→ Source text
━━━━━━━━━━━━━━━━━━━━━━━━━━━━━━

Afghanistan is party to core international human rights treaties that create legal obligations to respect and protect the rights of all people within its jurisdiction, including LGBT people. These include the International Covenant on Civil and Political Rights (ICCPR), the International Covenant on Economic, Social and Cultural Rights (ICESCR), the Convention against Torture and other Cruel, Inhuman or Degrading Treatment or Punishment, and the Convention on the Rights of the Child.[114]

The rights to life, liberty and security of the person, nondiscrimination, effective remedy, work, and an adequate standard of living, among others, are all undermined by discrimination and violence against LGBT people.[115] The UN Human Rights Committee, which provides authoritative interpretation of the ICCPR, has determined that sexual orientation is a protected ground under the ICCPR[116] and that the covenant prohibits discrimination based on gender identity.[117] Similarly, the UN Committee against Torture has noted that anti-discrimination is fundamental to the interpretation and application of the Convention against Torture.[118]

The Taliban, as Afghanistan’s de facto authorities, are obligated to respect and protect the human rights of LGBT people under international human rights law. This requires the Taliban to address the conditions that give rise to discrimination and violence as well as incidence of abuse. They also are obligated to ensure that the victims of abuse have access to adequate support and redress, including appropriately punishing those responsible for abuses.

━━━━━━━━━━━━━━━━━━━━━━━━━━━━━━

→ Rows
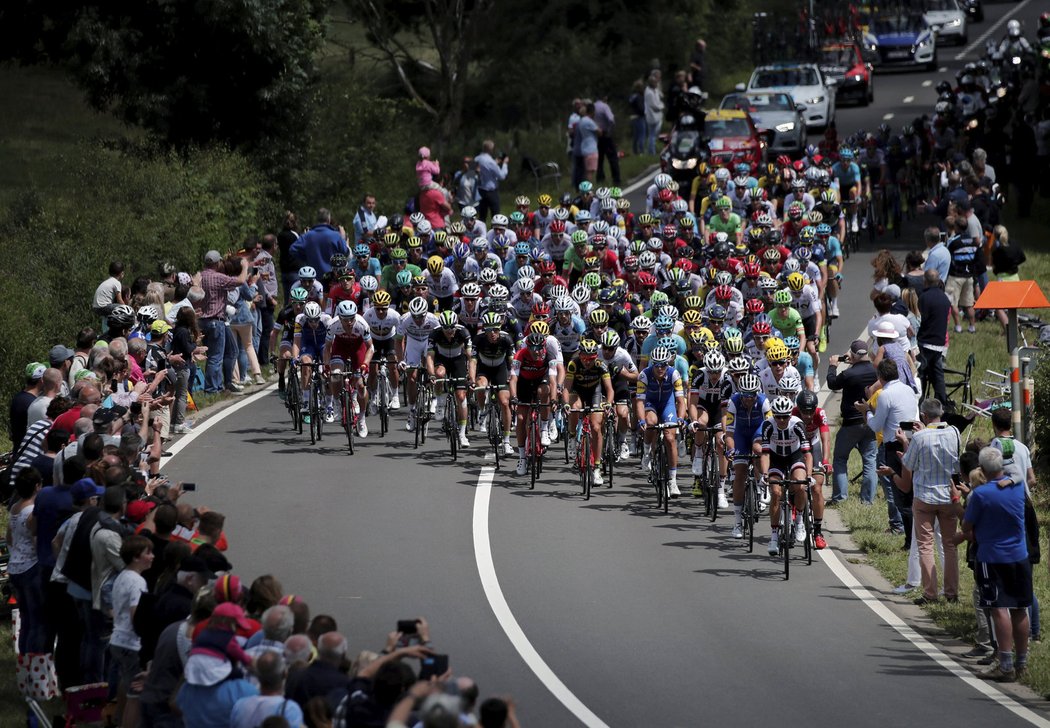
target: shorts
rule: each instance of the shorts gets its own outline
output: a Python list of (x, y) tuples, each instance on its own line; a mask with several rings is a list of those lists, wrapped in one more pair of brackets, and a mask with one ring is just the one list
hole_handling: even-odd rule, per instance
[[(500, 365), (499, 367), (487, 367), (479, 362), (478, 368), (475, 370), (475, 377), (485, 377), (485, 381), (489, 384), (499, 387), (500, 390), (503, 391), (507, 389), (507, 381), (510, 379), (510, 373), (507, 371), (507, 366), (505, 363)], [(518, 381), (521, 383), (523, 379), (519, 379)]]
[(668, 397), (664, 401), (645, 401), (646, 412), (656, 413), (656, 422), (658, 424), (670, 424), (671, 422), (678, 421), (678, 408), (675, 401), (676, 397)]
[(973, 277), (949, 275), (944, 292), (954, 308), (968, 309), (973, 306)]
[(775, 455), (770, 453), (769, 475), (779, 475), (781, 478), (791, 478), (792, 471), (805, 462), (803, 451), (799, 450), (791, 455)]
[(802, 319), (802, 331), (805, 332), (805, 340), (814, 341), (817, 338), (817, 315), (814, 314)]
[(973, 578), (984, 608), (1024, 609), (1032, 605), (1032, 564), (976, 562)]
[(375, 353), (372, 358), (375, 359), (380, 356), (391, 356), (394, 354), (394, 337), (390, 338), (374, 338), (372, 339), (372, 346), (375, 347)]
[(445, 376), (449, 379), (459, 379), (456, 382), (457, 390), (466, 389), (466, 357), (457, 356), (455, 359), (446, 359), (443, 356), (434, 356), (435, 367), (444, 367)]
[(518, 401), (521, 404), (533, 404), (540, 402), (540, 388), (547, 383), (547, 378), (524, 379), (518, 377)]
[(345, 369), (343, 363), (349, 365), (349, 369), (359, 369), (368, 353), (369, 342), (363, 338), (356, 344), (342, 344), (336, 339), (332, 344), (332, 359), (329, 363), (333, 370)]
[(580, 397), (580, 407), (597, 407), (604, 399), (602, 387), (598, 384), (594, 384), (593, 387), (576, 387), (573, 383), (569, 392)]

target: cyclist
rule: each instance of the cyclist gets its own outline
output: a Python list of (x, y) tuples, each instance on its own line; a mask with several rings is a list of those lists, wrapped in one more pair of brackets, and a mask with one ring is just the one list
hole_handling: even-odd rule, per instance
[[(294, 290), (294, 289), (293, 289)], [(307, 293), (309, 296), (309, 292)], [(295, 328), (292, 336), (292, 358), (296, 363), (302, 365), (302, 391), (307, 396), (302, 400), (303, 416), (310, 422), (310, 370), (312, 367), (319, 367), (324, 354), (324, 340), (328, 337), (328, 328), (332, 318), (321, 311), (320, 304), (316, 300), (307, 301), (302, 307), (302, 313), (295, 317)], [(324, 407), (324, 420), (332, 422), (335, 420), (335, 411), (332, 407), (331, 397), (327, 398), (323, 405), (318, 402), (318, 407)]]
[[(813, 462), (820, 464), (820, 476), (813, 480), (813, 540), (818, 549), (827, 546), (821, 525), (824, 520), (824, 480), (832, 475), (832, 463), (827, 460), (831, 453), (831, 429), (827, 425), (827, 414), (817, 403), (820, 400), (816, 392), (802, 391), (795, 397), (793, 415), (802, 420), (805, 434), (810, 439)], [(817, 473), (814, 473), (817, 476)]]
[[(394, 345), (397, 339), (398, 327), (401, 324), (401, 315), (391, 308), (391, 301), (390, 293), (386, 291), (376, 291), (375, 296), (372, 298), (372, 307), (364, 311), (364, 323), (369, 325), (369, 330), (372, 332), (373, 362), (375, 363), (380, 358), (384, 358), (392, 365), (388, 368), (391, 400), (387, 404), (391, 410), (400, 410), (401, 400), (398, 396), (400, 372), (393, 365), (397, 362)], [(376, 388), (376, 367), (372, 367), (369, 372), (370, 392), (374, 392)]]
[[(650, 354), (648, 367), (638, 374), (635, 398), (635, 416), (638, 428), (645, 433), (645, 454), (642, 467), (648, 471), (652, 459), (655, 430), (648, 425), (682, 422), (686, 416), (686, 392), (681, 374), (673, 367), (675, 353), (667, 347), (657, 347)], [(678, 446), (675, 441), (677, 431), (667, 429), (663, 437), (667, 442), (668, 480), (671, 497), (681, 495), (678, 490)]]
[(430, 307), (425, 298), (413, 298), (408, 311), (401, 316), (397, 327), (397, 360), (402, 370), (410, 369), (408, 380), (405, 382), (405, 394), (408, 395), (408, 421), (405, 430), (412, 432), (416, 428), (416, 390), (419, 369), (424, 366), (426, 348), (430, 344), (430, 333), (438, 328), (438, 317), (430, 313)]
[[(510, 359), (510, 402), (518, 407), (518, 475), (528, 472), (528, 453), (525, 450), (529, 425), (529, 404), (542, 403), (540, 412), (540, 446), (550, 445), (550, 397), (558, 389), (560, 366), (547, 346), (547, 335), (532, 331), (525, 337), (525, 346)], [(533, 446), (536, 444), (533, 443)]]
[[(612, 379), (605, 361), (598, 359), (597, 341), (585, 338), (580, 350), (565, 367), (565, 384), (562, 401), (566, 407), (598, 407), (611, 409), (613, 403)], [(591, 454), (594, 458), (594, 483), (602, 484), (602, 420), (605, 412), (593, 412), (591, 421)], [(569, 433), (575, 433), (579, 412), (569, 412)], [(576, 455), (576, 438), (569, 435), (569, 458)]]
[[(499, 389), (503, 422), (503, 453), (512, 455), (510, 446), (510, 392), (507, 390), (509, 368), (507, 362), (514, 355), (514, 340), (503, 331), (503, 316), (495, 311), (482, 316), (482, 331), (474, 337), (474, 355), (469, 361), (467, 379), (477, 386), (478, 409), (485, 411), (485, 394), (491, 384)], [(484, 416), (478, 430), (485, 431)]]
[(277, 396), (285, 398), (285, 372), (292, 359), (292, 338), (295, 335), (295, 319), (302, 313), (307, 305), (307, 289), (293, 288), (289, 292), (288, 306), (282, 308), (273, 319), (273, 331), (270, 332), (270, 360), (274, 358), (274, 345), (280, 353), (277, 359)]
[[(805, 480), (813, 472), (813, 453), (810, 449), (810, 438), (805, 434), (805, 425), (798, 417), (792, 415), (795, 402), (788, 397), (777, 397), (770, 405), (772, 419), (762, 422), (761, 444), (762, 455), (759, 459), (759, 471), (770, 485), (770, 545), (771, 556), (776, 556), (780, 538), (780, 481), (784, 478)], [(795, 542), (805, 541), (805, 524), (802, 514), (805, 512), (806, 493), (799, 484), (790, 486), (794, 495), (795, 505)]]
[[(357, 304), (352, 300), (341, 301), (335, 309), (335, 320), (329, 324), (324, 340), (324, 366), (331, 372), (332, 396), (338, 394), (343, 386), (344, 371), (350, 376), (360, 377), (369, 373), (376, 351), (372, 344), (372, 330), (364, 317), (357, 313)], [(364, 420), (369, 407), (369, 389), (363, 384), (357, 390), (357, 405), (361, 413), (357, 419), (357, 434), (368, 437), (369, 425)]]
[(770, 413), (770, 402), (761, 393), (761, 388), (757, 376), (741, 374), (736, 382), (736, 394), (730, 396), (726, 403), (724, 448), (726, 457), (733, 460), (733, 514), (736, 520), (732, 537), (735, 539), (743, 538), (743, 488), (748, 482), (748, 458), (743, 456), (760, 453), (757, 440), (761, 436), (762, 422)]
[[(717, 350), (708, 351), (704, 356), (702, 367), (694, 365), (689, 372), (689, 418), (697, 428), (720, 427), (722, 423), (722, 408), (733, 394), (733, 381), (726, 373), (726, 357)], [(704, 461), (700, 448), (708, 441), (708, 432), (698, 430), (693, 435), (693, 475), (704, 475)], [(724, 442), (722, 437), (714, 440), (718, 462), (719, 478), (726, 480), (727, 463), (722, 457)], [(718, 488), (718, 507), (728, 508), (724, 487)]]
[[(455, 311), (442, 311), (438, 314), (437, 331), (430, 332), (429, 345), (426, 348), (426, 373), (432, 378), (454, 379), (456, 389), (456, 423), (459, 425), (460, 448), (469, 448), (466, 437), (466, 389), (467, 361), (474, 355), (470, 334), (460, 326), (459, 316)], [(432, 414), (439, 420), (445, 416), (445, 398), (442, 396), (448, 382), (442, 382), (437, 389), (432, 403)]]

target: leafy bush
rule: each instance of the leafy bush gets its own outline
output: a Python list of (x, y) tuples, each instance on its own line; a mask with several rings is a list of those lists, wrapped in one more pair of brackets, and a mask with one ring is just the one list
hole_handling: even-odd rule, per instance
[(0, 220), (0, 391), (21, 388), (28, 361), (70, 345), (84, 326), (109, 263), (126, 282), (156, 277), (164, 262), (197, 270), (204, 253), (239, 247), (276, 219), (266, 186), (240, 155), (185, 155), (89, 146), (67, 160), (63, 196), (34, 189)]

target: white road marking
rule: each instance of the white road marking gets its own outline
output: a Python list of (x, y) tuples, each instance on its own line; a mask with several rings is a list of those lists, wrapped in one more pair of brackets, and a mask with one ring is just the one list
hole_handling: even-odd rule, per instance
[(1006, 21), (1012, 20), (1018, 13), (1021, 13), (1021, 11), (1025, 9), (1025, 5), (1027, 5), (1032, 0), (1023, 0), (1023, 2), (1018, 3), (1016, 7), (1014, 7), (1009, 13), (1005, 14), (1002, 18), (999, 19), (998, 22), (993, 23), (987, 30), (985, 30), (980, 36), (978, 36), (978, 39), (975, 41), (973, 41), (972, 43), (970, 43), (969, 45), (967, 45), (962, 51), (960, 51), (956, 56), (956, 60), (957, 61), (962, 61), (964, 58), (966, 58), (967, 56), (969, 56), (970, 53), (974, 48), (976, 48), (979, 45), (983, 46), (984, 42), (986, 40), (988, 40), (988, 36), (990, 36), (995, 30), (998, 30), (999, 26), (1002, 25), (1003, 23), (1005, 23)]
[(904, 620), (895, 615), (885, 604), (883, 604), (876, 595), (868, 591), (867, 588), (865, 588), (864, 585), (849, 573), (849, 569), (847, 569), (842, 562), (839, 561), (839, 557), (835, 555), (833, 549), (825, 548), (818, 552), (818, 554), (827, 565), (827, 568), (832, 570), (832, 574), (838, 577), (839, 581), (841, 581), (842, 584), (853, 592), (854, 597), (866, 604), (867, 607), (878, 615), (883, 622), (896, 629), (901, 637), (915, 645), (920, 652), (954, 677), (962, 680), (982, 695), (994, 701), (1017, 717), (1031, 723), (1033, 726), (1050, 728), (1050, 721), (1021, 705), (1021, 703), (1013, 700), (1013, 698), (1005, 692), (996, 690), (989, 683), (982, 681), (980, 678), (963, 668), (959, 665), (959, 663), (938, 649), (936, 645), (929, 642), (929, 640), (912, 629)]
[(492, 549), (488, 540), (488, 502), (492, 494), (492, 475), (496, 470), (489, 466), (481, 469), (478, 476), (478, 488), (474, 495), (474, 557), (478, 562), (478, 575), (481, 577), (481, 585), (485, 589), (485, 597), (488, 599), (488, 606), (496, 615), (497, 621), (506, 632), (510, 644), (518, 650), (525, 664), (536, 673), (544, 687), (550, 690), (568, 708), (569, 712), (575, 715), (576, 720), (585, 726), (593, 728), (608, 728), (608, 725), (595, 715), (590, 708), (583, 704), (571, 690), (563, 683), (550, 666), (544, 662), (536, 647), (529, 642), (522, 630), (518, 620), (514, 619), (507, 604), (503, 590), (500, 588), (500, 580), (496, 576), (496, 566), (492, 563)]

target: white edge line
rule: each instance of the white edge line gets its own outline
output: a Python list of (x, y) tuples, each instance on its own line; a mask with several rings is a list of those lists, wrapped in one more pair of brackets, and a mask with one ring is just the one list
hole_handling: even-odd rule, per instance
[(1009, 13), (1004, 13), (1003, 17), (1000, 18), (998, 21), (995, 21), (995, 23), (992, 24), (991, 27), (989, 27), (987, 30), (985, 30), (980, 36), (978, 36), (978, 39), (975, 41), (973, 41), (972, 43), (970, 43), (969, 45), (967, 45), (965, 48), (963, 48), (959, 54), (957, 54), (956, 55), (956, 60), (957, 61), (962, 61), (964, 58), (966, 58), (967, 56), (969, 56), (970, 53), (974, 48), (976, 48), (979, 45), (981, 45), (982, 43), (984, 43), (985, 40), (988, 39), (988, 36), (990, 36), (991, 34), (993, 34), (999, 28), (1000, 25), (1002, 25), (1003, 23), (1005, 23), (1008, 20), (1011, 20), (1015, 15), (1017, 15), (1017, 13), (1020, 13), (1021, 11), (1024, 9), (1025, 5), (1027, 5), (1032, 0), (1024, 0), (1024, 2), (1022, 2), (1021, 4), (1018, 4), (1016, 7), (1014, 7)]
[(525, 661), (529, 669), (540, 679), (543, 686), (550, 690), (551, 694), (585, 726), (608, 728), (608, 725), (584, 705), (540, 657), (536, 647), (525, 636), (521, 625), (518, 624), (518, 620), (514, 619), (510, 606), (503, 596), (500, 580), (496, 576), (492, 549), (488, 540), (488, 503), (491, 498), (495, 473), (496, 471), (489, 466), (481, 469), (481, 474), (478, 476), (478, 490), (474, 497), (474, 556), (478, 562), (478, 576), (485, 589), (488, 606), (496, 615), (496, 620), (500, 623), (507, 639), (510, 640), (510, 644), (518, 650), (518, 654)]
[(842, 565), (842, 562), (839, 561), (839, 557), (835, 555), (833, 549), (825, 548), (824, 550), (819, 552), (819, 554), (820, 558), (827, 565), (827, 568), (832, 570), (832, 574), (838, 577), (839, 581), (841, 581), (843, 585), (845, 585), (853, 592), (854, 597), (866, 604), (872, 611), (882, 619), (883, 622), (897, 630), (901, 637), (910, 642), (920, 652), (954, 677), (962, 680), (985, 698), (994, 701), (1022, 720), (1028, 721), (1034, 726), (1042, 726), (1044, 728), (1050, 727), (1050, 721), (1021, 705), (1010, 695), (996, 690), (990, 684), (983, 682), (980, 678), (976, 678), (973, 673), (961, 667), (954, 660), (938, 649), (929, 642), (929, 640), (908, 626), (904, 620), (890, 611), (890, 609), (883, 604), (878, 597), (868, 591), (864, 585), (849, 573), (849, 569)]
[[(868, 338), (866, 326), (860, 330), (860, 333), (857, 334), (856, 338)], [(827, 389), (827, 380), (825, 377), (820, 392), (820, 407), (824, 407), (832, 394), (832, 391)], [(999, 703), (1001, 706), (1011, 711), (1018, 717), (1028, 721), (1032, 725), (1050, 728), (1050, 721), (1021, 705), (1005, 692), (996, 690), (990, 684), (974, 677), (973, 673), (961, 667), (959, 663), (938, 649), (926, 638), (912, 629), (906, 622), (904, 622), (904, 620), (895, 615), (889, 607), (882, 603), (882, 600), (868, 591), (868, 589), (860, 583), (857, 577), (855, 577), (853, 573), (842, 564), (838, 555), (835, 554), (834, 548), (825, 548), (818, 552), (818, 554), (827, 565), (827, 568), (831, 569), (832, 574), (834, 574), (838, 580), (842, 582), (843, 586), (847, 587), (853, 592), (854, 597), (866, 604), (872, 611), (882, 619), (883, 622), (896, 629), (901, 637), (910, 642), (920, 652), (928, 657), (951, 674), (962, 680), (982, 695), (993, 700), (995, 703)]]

━━━━━━━━━━━━━━━━━━━━━━━━━━━━━━

Decide whether each statement agrees with the text on Afghanistan's human rights obligations, answering yes or no and quoting the words of the text that settle it: (a) The UN Human Rights Committee has determined that sexual orientation is a protected ground under the ICCPR. (b) Afghanistan is party to the Convention on the Rights of the Child. (c) The UN Committee against Torture provides authoritative interpretation of the ICCPR.

(a) Yes: "has determined that sexual orientation is a protected ground under the ICCPR"
(b) Yes: "and the Convention on the Rights of the Child"
(c) No: "The UN Human Rights Committee, which provides authoritative interpretation of the ICCPR"